__DOCUMENT PASSAGE__:
◆ ◆ ◆ ◆ ◆ ◆ ◆

The arbitrator in the case determined that the employer had cause, but not just cause, to dismiss the grievor. However, he declined to order the grievor’s reinstatement, reasoning that reinstatement was not a viable option in view of the grievor’s “unusually uncooperative and confrontational attitude”. Accordingly, he ordered that the grievor be paid four months’ wages in lieu of reinstatement.

At the time, s. 45(9) of the Ontario Labour Relations Act gave arbitrators the jurisdiction to substitute a lesser penalty where it was found that the employer had imposed a penalty for cause. Section 43.1(1) provided that every collective agreement was deemed to have a clause providing that employees could not be discharged or disciplined without just cause.

The union applied for judicial review of the decision arguing that, under the Act, an arbitrator could not use the “lesser penalty” power to substitute one form of discharge for another, when the facts disclosed that there had been no just cause for discharge. The union also contended that the arbitrator had erroneously applied common law conceptions of dismissal with reasonable notice in the context of a collective bargaining regime.

◆ ◆ ◆ ◆ ◆ ◆ ◆

__SOURCE DATA__:
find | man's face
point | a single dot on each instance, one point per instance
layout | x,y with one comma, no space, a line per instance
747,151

◆ ◆ ◆ ◆ ◆ ◆ ◆

__TO-DO LIST__:
A: In the arbitration passage, what did the arbitrator order the grievor to be paid in lieu of reinstatement?
B: Extend the passage on the arbitrator's ruling and the union's judicial review application, picking up after its final sentence.

__ANSWERS PER TASK__:
A: Four months' wages.

B:
The court rejected the union’s application, noting that the arbitrator did not think that he was applying the common law doctrine of reasonable notice. Arbitrators have on occasion resorted to the exceptional response of a money remedy for dismissal, and the arbitrator in this case knew that what he was doing was exceptional, the court stated.

Turning to the provisions of the Labour Relations Act, the court observed that nowhere in the Act, including s. 45(9), was the reinstatement of an employee made mandatory. Rather, s. 45(9) had been inserted into the Act to allow arbitrators to tailor a disciplinary penalty to the circumstances of the misconduct.

Although s. 43.1(1) had been introduced by the government of the day to require that every collective agreement contain a “just cause” provision, it did not constrain in any way the remedial authority of an arbitrator who found that just cause for discharge or discipline did not exist. The more specific statutory provision addressing remedies was s. 45(9) and it had to govern, the court held.